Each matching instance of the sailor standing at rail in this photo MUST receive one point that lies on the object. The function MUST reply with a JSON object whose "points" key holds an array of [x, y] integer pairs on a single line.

+++

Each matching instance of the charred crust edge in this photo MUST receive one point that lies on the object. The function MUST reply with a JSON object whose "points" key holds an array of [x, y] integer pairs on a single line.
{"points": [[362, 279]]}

+++

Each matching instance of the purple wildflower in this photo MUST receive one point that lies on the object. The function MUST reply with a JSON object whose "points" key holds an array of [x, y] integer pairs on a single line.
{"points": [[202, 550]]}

+++

Exercise task:
Find every row above that contains the string "line", treating uppercase and lowercase as distinct, and copy each such row in full.

Result:
Each matching instance of the sailor standing at rail in this photo MUST receive one point that lies on the object. The function MUST reply with a JSON object whose "points" key holds an array of [x, y] integer pairs on a single line.
Each matching instance of the charred crust edge in this photo MUST receive one point that lies on the object. The function MUST reply with a JSON object whose "points" key holds an array of [x, y] integer pairs on a single line.
Each matching instance of the purple wildflower in this photo MUST receive one point that lies on the object. The function MUST reply with a JSON object whose "points" key holds an array of [x, y] integer pairs on a single line.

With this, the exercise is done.